TEXT BLOCK:
>> Begin

Thomas Chesney on Terra Nova recently mentioned a short paper entitled Trust in Second Life. In the paper, Duffy states he's interested in Virtual Worlds as a social research tool, especially with respect to economy. However, he is concerned about the lack of controls and culpability in such an environment. To illustrate his concerns, he chooses to take part in a randomly picked experiment taking place in Second Life. He tells us that, during the experiment, he lied to the automation about his age and felt no real responsibility to finish the demographic survey. He opted out after the main experiment was finished.
The study in which Duffy took part used Berg's trust experiment, which is meant to be used in an investment setting and in cooperation with other participants, yet nothing here qualified as a reasonable investment and the author suspects he was alone (although we can't know the true monitoring situation). At the end of the article, Duffy admits he wrote the paper after visiting only one online experiment, and that he himself assumes the challenges he's postulated (lack of controls and culpability) will be difficult to overcome in any virtual situation. The paper's preparation, oddly enough, doesn't seem to be very empirical.
I have to wonder: how do these concerns differ from those in any other research situation? The biases and concerns Duffy talks about occur as a byproduct of most decision making events. The truthfulness of demographic information is always suspect. Even more to the point, a single report of events is rarely considered, by itself, proof of anything. This doesn't seem to bother historians; they cross-reference available records until they think they have a more accurate picture of events. Behavioral and social scientists argue endlessly over what constitutes good research and what doesn't. This is why there are always competing instructional models, and why it's often said that statistics lie. One segment is never enough. The process of comparing, of averaging results and knowing what actions or responses to look for in what situation: that's what makes the research, not the ability to hand out and recover fifty survey sheets.

>> End

GIVEN DATA:
>> Begin

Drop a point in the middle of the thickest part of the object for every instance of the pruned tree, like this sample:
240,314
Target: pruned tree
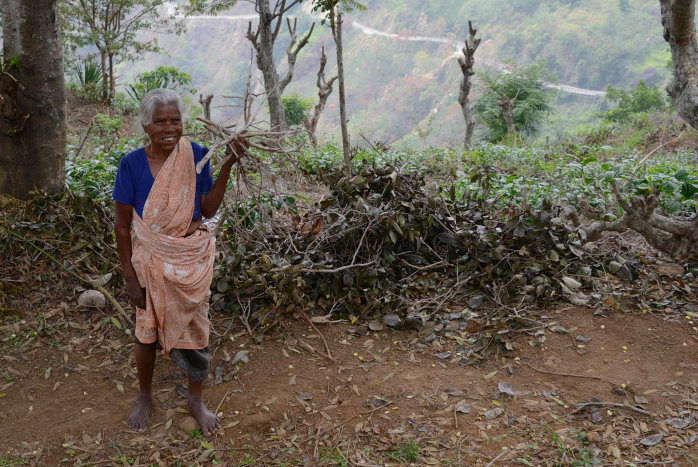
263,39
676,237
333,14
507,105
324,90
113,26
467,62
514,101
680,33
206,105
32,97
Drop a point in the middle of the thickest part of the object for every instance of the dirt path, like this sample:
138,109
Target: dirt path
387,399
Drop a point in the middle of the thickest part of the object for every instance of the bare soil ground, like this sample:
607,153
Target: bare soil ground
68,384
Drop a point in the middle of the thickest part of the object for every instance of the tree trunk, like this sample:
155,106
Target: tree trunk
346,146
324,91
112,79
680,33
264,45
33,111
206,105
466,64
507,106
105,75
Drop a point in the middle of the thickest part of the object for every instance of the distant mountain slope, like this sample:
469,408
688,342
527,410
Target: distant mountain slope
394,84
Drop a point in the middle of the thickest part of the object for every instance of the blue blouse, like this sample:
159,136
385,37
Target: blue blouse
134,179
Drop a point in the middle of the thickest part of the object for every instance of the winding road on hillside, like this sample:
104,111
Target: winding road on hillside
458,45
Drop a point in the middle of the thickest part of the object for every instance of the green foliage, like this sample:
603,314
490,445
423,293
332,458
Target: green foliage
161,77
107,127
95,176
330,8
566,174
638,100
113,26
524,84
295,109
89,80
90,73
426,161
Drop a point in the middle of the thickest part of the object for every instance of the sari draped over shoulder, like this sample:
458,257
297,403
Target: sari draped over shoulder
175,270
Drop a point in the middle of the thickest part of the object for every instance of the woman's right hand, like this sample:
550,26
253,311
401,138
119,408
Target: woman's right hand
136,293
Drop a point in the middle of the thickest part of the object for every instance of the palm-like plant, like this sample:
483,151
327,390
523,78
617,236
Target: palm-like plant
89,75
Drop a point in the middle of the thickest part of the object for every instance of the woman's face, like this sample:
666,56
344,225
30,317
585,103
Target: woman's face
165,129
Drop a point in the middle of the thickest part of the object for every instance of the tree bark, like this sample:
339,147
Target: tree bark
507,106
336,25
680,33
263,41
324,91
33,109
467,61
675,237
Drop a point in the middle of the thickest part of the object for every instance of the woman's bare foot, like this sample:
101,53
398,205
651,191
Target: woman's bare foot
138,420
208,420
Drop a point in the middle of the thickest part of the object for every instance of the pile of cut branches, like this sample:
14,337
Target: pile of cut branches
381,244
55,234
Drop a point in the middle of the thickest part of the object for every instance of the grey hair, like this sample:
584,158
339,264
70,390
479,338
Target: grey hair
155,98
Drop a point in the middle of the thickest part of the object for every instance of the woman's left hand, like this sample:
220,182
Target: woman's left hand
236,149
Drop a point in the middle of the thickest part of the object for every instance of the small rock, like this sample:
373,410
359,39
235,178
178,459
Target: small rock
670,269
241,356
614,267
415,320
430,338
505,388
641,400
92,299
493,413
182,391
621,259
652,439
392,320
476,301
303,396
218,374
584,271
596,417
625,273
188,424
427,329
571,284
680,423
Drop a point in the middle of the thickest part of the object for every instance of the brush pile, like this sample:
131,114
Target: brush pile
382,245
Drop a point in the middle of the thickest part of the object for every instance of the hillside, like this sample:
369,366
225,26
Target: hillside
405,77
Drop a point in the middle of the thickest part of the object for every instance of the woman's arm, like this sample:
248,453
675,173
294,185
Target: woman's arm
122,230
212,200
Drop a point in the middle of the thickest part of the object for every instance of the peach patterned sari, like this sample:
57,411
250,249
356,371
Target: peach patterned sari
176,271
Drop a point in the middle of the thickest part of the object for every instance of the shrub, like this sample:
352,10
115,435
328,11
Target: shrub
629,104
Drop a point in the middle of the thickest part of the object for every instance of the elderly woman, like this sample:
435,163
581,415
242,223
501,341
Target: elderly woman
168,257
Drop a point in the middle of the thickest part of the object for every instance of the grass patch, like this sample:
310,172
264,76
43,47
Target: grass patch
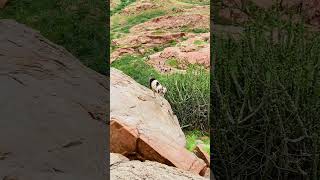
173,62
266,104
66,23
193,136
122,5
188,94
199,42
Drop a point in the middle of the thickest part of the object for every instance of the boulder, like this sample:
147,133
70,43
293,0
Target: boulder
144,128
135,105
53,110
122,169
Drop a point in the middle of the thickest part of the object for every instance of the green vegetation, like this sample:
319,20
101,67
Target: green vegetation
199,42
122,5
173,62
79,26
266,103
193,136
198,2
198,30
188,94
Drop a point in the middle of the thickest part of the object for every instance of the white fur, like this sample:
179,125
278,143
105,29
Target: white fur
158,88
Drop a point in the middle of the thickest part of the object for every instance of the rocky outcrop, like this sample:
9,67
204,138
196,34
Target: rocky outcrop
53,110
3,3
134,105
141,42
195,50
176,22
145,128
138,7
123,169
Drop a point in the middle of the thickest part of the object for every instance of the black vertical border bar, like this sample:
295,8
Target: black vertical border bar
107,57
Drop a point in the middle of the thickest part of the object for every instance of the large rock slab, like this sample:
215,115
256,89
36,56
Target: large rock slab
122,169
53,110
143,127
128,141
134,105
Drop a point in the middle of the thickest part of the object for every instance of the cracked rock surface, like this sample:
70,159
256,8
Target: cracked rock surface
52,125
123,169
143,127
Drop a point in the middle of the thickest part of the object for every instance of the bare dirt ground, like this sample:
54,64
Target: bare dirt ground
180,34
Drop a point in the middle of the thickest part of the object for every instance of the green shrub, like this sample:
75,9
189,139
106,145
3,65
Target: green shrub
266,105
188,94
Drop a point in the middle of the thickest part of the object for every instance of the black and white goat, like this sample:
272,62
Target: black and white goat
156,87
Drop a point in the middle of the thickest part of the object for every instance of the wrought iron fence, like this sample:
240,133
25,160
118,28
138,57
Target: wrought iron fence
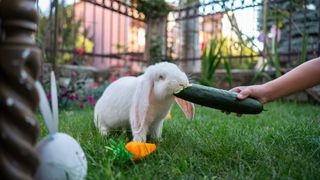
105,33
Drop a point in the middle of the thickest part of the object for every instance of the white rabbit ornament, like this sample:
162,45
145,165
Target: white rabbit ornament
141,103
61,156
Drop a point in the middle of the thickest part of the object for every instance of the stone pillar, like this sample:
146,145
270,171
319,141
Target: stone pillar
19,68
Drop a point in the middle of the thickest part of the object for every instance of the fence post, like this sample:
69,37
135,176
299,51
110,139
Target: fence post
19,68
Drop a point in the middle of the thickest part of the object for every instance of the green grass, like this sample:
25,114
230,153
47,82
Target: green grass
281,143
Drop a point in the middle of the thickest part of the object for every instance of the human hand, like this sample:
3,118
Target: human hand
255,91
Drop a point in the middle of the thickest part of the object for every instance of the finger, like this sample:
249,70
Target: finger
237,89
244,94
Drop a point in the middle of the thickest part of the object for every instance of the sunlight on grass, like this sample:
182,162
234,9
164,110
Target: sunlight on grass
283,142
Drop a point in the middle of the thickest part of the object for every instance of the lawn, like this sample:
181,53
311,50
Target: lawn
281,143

>> End

INSTRUCTIONS:
A. Echo the post about trust in Second Life, starting with "Thomas Chesney on" and going on through "experiment was finished.".
B. Please list every person the post about trust in Second Life mentions by name.
The rows are material apart from the post about trust in Second Life.

TASK-BY-TASK ANSWERS:
A.
Thomas Chesney on Terra Nova recently mentioned a short paper entitled Trust in Second Life. In the paper, Duffy states he's interested in Virtual Worlds as a social research tool, especially with respect to economy. However, he is concerned about the lack of controls and culpability in such an environment. To illustrate his concerns, he chooses to take part in a randomly picked experiment taking place in Second Life. He tells us that, during the experiment, he lied to the automation about his age and felt no real responsibility to finish the demographic survey. He opted out after the main experiment was finished.

B. Thomas Chesney, Duffy, Berg